──────── Document section ────────

WebHere is an Objective-C framework for web scraping, packaged for iOS 8+ and OSX 10.10+ platforms.
Briefly put, web scraping is parsing of a website and extraction of data from the HTML pages contained in it.
This work has been inspired by RestKit, but aimed at HTML data and working in a simpler form (no mapping upfront, model classes declare their own building strategy); it is mostly relying on:
- AFNetworking to perform all network operations.
- GDataXML-HTML to extract data using XPath.
Those two projects really deserve attention on their own, make sure to visit their page and understand their APIs, as WebHere will mostly provide a unified facade to their APIs.
- Downloads HTML pages and extracts data into user-defined classes.
- Allows the user to use XPath to query the HTML document.
- Pre-defined methods to extract links and forms.
- Tested.
- At this moment only GET and POST REST methods have been tested.
- Please pay attention to the legal issues when peforming web scraping.
To run the example project, clone the repo, and run pod install
from the Example directory first.
Having a look at the test cases provided should give you an overview of the API.
Example folder contains an iOS app that maps HTML to query Google.
Dependencies are automatically managed by Cocoapod. In case you have to add WebHere to your source tree and use it outside Cocoapod, you must add the following projects along with WebHere:
- AFNetworking for network operations
- GDataXML-HTML for XPath extraction
WebHere is available through CocoaPods. To install it, simply add the following line to your Podfile:
pod "WebHere"
Alternatively, you can add these sources as a git submodule.
Rui Lopes, rui.d.lopes@me.com
WebHere is available under the MIT license. See the LICENSE file for more info.
Project has been covered by unit tests using:
- Specta/Expecta for the generic testing framework.
- Nocilla for stubbing network requests.
Please notice that all tests are performed locally, meaning that no actual network access is needed, all requests being stubed by Nocilla.
- Fork it
- Create your feature branch
- Commit your changes
- Push to the branch
- Create new Pull Request

──────── Data segment ────────

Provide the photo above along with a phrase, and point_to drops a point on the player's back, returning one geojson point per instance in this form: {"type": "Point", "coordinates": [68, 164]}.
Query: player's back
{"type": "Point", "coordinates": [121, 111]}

────────

Problem statement:
Please summarize the WebHere framework text at the top in exactly two sentences.

Solution to the problem:
WebHere is an Objective-C web scraping framework for iOS 8+ and OSX 10.10+ that downloads HTML pages, lets the user query them with XPath, and extracts data into user-defined classes. It relies on AFNetworking for network operations and GDataXML-HTML for XPath extraction, and it can be installed through CocoaPods by adding the line pod "WebHere" to a Podfile.